- **To be done**:
Print the complete set of entries exactly.

Entries from a dataset
-- begin --

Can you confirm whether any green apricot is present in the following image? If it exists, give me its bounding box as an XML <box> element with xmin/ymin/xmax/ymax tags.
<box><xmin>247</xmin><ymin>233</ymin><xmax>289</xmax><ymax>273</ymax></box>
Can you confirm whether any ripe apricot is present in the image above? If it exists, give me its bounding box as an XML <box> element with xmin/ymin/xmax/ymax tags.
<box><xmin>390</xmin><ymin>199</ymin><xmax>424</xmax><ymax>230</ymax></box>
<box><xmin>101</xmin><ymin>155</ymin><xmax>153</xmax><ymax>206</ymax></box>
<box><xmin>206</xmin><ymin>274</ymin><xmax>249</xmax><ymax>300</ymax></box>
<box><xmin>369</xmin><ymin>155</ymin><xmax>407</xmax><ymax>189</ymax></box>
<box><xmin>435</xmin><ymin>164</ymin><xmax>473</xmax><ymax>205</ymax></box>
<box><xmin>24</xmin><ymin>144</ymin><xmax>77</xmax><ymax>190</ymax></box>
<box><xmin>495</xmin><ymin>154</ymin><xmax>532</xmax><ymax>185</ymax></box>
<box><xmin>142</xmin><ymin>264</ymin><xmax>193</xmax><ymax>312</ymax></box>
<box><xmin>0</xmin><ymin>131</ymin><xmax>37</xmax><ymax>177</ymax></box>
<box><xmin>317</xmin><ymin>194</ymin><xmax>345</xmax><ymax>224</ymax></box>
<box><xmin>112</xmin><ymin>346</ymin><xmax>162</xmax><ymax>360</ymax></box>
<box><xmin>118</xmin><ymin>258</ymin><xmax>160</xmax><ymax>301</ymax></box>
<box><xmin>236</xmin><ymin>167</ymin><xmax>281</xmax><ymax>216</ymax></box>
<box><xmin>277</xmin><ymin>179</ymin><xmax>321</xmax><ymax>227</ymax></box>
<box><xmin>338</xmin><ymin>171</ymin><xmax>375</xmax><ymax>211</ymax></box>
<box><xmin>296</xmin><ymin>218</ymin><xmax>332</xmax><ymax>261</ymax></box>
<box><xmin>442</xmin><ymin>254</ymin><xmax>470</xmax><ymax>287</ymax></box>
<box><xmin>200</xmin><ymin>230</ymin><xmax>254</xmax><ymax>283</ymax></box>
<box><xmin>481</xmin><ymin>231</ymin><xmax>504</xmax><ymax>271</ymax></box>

-- end --

- **Completed exercise**:
Can you confirm whether any green apricot is present in the following image? If it exists, give me its bounding box as an XML <box> element with xmin/ymin/xmax/ymax tags.
<box><xmin>247</xmin><ymin>233</ymin><xmax>289</xmax><ymax>273</ymax></box>
Can you confirm whether any ripe apricot is present in the image above? If it exists, give me its bounding box as an XML <box> element with xmin/ymin/xmax/ymax tags.
<box><xmin>390</xmin><ymin>199</ymin><xmax>424</xmax><ymax>230</ymax></box>
<box><xmin>101</xmin><ymin>155</ymin><xmax>153</xmax><ymax>206</ymax></box>
<box><xmin>206</xmin><ymin>274</ymin><xmax>249</xmax><ymax>300</ymax></box>
<box><xmin>369</xmin><ymin>155</ymin><xmax>407</xmax><ymax>189</ymax></box>
<box><xmin>435</xmin><ymin>164</ymin><xmax>473</xmax><ymax>205</ymax></box>
<box><xmin>24</xmin><ymin>144</ymin><xmax>77</xmax><ymax>190</ymax></box>
<box><xmin>495</xmin><ymin>154</ymin><xmax>532</xmax><ymax>185</ymax></box>
<box><xmin>142</xmin><ymin>264</ymin><xmax>193</xmax><ymax>312</ymax></box>
<box><xmin>0</xmin><ymin>131</ymin><xmax>37</xmax><ymax>177</ymax></box>
<box><xmin>317</xmin><ymin>194</ymin><xmax>345</xmax><ymax>224</ymax></box>
<box><xmin>112</xmin><ymin>346</ymin><xmax>162</xmax><ymax>360</ymax></box>
<box><xmin>118</xmin><ymin>258</ymin><xmax>160</xmax><ymax>301</ymax></box>
<box><xmin>236</xmin><ymin>167</ymin><xmax>281</xmax><ymax>216</ymax></box>
<box><xmin>277</xmin><ymin>179</ymin><xmax>321</xmax><ymax>227</ymax></box>
<box><xmin>338</xmin><ymin>171</ymin><xmax>375</xmax><ymax>211</ymax></box>
<box><xmin>296</xmin><ymin>218</ymin><xmax>332</xmax><ymax>261</ymax></box>
<box><xmin>442</xmin><ymin>254</ymin><xmax>470</xmax><ymax>287</ymax></box>
<box><xmin>200</xmin><ymin>230</ymin><xmax>254</xmax><ymax>283</ymax></box>
<box><xmin>481</xmin><ymin>231</ymin><xmax>504</xmax><ymax>271</ymax></box>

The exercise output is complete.